- Exercise details
According to the certifiable-harness page, why is a tiny difference in model output acceptable for most applications but a fundamental problem for safety-critical systems? Answer in one to three sentences.

:: Source excerpt

Deterministic ML GPL-3.0

certifiable-harness

End-to-end test harness for deterministic ML — because 'it works on my machine' isn't certifiable

GitHub Repository
Published
January 19, 2026 22:00
Reading Time
6 min
certifiable-harness: Cross-platform bit-identity verification showing Linux and macOS producing identical SHA-256 hashes

How do you prove that your ML pipeline produces identical results on different hardware?

Not “similar” results. Not “statistically equivalent” results. Identical — bit for bit, hash for hash.

I ran the certifiable-harness on Linux with GCC and macOS with Clang. Different operating system. Different compiler. Seven pipeline stages.

Same SHA-256 hashes. Every stage. Every time.

certifiable-harness orchestrates all seven stages of the certifiable-* pipeline, captures cryptographic commitments, and compares them against a golden reference.

View on GitHub

The Problem

Traditional ML frameworks don’t even try for cross-platform determinism. Floating-point rounding varies by CPU. Memory allocation affects hash table iteration order. Thread scheduling is inherently non-deterministic.

For most applications, that’s fine. A 0.001% difference in model output doesn’t matter.

For safety-critical systems, it’s a fundamental problem. If you can’t prove that the model running on deployed hardware is exactly the same as what you tested, you can’t certify it.

The certifiable-* ecosystem solves this through fixed-point arithmetic, static allocation, and deterministic algorithms throughout. But how do you prove it works?

You run the harness.

How It Works

$ ./certifiable-harness --golden result.golden --output verify.json

═══════════════════════════════════════════════════════════════
  Certifiable Harness v1.0.0
  Platform: x86_64
═══════════════════════════════════════════════════════════════

  [0] data  (OK, 4 µs)
  [1] training  (OK, 3 µs)
  [2] quant  (OK, 3 µs)
  [3] deploy  (OK, 3 µs)
  [4] inference  (OK, 3 µs)
  [5] monitor  (OK, 4 µs)
  [6] verify  (OK, 8 µs)

  Status: ALL STAGES PASSED
  Bit-identical: YES
═══════════════════════════════════════════════════════════════

If any stage produces a different hash, the harness tells you exactly which one diverged. No more “it works on my machine” — either the hashes match or they don’t.

::::
:: Supplied data

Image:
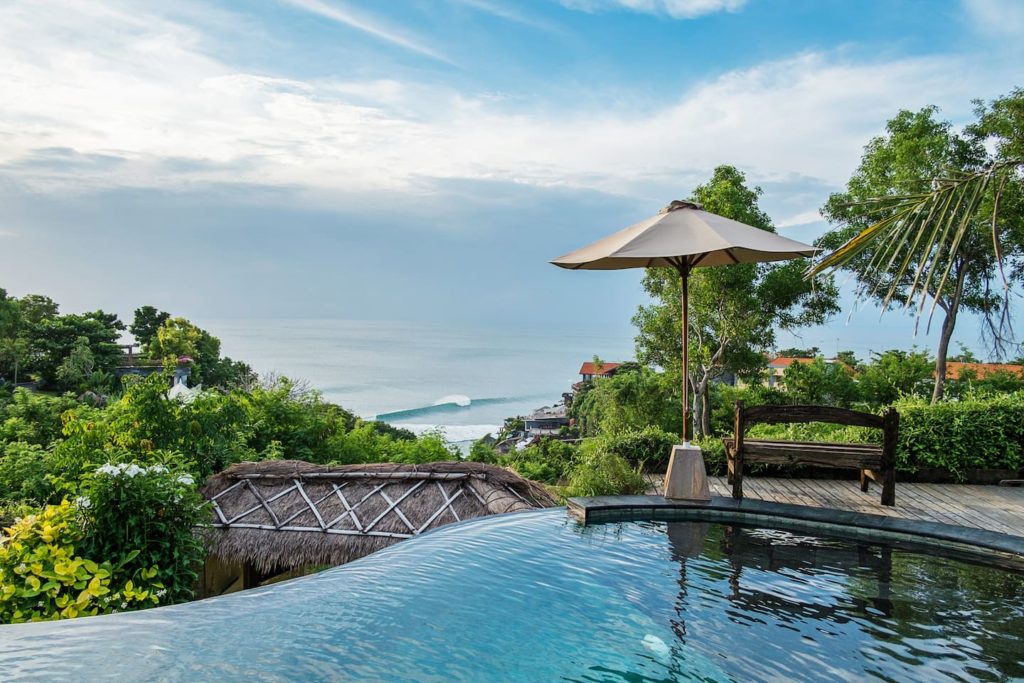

::::

- Answer below
For most applications, a 0.001% difference in model output doesn't matter. Safety-critical systems are different: if you can't prove that the model running on deployed hardware is exactly the same as the one you tested, you can't certify it.